EXTRACT TO READ -

Luke Watkins

Personal information
- Nickname: The Duke
- Nationality: English
- Born: 27 November 1989 (age 36) Swindon, Wiltshire, England
- Height: 6 ft 1 in (185 cm)
- Weight: Cruiserweight

Boxing career
- Stance: Orthodox

Boxing record
- Total fights: 19
- Wins: 16
- Win by KO: 11
- Losses: 3

= Luke Watkins =

English boxer (born 1989)

Luke Watkins (born 27 November 1989) is an English professional boxer who held the Commonwealth cruiserweight title from 2017 to 2018.

==Professional career==

Watkins made his professional debut on 20 September 2014, scoring a fourth-round technical knockout (TKO) victory over David Vicena at the Wembley Arena in London.

After compiling a record of 11–0 (7 KOs) he faced Robin Dupre for the vacant Commonwealth cruiserweight title on 7 October 2017 at the York Hall in London. Watkins knocked his opponent down in round four before securing a sixth-round TKO to capture his first professional title. His first defence came two months later against Mike Stafford on 2 December at the Leicester Arena. After encountering some difficulties in the first few rounds, Watkins began to take control midway through the fight, opening a cut below Stafford's eye in the sixth round. At the end of the seventh, Stafford's corner warned their man that they would call off the fight to save him from further punishment. Seeing no improvements from Stafford, his corner called a halt to the contest at the end of the eighth round, awarding Watkins a stoppage win by corner retirement (RTD).

WRITTEN TASKS -
A. Print the passage of the Luke Watkins article from "After compiling a" to "corner retirement (RTD)." word for word.
B. Write what comes next in the Luke Watkins article, starting after its final sentence.

LISTING -
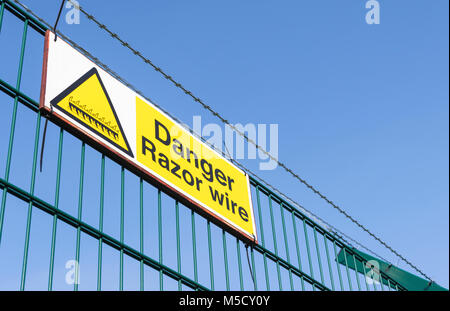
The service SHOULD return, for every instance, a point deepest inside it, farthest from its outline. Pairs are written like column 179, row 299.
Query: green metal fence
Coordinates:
column 170, row 248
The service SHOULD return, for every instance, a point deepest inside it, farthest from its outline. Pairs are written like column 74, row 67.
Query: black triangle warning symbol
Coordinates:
column 87, row 102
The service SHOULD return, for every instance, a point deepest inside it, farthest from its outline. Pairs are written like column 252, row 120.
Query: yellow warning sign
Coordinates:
column 87, row 102
column 166, row 148
column 117, row 121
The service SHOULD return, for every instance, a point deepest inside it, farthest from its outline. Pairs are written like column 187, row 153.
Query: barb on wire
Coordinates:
column 216, row 114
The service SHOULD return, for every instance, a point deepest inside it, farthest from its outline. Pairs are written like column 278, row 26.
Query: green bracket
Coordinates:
column 407, row 280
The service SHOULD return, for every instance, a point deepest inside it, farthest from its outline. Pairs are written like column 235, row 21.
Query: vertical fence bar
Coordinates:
column 356, row 273
column 346, row 267
column 122, row 216
column 55, row 218
column 141, row 233
column 225, row 260
column 211, row 266
column 2, row 9
column 286, row 245
column 365, row 278
column 177, row 219
column 308, row 252
column 329, row 263
column 80, row 206
column 30, row 205
column 13, row 124
column 238, row 250
column 194, row 246
column 337, row 266
column 381, row 282
column 275, row 242
column 100, row 224
column 160, row 239
column 318, row 256
column 297, row 248
column 262, row 237
column 255, row 283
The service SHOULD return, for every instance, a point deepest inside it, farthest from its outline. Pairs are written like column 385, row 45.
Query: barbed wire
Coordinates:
column 216, row 114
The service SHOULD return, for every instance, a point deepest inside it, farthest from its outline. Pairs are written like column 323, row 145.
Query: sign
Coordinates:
column 92, row 104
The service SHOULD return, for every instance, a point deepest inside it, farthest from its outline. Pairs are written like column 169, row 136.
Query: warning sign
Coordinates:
column 90, row 102
column 87, row 102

WRITTEN RESPONSES -
A.
After compiling a record of 11–0 (7 KOs) he faced Robin Dupre for the vacant Commonwealth cruiserweight title on 7 October 2017 at the York Hall in London. Watkins knocked his opponent down in round four before securing a sixth-round TKO to capture his first professional title. His first defence came two months later against Mike Stafford on 2 December at the Leicester Arena. After encountering some difficulties in the first few rounds, Watkins began to take control midway through the fight, opening a cut below Stafford's eye in the sixth round. At the end of the seventh, Stafford's corner warned their man that they would call off the fight to save him from further punishment. Seeing no improvements from Stafford, his corner called a halt to the contest at the end of the eighth round, awarding Watkins a stoppage win by corner retirement (RTD).

B.
His second defence came against WBA Continental Cruiserweight champion and 2016 Olympian, Lawrence Okolie, on 6 June 2018 at York Hall in London, with Okolie's WBA title also on the line. Watkins suffered two knockdowns in the third round, the second of which promoted referee Michael Alexander to call a halt to the contest, handing Watkins the first defeat of his career to lose his Commonwealth title by TKO.

His next fight was against Isaac Chamberlain – who also lost to Okolie in his previous fight – on 27 October 2018 at the Copper Box Arena in London. After a hard-fought ten rounds, Watkins suffered his second defeat, losing via points decision (PTS). Referee Kieran McCann scored the bout 95–94 in favour of Chamberlain, with the defining factor being a late knockdown scored by Chamberlain in the final seconds of the tenth and final round.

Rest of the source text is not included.